> [What the task requires]
Entries follow. Set all of them down as they stand.

----- Records for the exercise

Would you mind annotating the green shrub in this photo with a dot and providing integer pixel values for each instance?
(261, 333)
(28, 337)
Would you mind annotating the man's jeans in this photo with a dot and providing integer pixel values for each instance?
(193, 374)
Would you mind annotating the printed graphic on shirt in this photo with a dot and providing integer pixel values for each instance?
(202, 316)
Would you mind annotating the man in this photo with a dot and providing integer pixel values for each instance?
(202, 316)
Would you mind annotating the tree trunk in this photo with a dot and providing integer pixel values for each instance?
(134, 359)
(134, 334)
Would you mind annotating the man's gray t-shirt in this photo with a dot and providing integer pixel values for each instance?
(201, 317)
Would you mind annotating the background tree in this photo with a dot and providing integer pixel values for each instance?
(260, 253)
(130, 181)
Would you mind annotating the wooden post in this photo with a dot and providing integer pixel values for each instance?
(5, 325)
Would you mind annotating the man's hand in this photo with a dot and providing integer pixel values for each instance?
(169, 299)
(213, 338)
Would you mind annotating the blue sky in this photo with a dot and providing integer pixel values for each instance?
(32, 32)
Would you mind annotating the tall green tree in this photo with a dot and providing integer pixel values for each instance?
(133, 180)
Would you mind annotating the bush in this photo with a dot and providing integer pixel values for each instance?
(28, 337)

----------

> [Task response]
Would you mind annotating the green shrub in this photo with a dot and providing integer pixel values for each instance?
(261, 333)
(28, 337)
Would you mind annotating the man's jeans in this photo with a dot and providing integer pixel values for each instance?
(193, 374)
Would you mind annotating the printed graphic on shirt in this photo with a dot and providing integer pixel values for each instance?
(202, 316)
Would you mind annotating the man in this photo with a dot and providing integer pixel values for each instance?
(202, 316)
Would you mind annotating the tree trunk in this photo with a dot and providing integer pixel values for each instance?
(134, 359)
(134, 334)
Would you mind annotating the man's gray t-shirt in this photo with a dot and providing integer pixel values for each instance?
(201, 317)
Would you mind annotating the background tree in this photo with a dot and providing integer pixel values for each instance?
(260, 253)
(130, 181)
Would you mind annotating the wooden post in this photo with a dot and providing integer pixel values for each instance?
(5, 325)
Would you mind annotating the man's hand in this photo with a dot and providing integer pixel values for each instance?
(169, 299)
(213, 338)
Would you mind annotating the blue sky in this photo with a dot and providing integer pixel values for each instance?
(32, 32)
Would you mind annotating the tall green tree in this photo with a dot and providing integer pixel values for each instance?
(133, 180)
Would you mind annotating the bush in this photo with a dot and providing integer pixel values for each instance?
(28, 337)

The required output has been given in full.